======== Extract provided ========

Identifiability of Simple Gaussian Process

Hi All,

Context

I have been strugling to fit a simple GP model and have some questions about
identifiability. In my actual use-case, I wish to model a time-varying regression
coefficient as a GP:

y_t \sim N(\mu_t, \sigma)

\mu_t = \beta_t \cdot X_t

\beta_t \sim GP(m,\ K(t,t'))

Model
In the simplified model here, there is no covariate X, i.e. we almost
observe \beta_t directly, with a small amount of noise:

y_t \sim N(\beta_t,\ \sigma)

Here is the true (simulated) \beta (black) and the observation y (blue):

The modelled GP is an exponentiated quadratic, and I am using a Hilbert space / basis function
approximation with 20 basis functions (the results do not seem sensitive to this choice for the ranges I have tried).

My priors for \alpha (gp_alpha) and \rho (gp_rho) are gamma distributed, such that 98% of the prior probability is between 0.005 and 0.8 for \rho, and between 0.05 and 0.8 for \alpha. Here are some realisations from the prior on \beta.

I understand that the posterior is degenerate for values of \rho outside the range of distances observed in the data.

Issues

• Every sample exceeds the default maximum treedepth.
• I needed very strong priors on both \alpha and \rho just to avoid divergences. For example, if my prior on \alpha is slightly relaxed to have 98% probability between 0.05 and 1.0, instead of 0.05 and 0.8, I get divergences.

Here is the pairs plot for gp_alpha - gp_rho:

And here is the pairs plot using the slightly wider prior on \alpha:

Questions

• Is there something obviously wrong with the way I have parameterised the model?

======== Supplied material ========

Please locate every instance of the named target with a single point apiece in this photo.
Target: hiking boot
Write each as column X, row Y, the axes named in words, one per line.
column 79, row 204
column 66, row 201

========

What to work on:
a) Reproduce word for word the passage of the Gaussian process thread that runs from "The modelled GP" down to "I have tried).".
b) Name every section heading that appears beneath the title of the Gaussian process thread.

Answers by task:
a)
The modelled GP is an exponentiated quadratic, and I am using a Hilbert space / basis function
approximation with 20 basis functions (the results do not seem sensitive to this choice for the ranges I have tried).

b)
Context
Model
Issues
Questions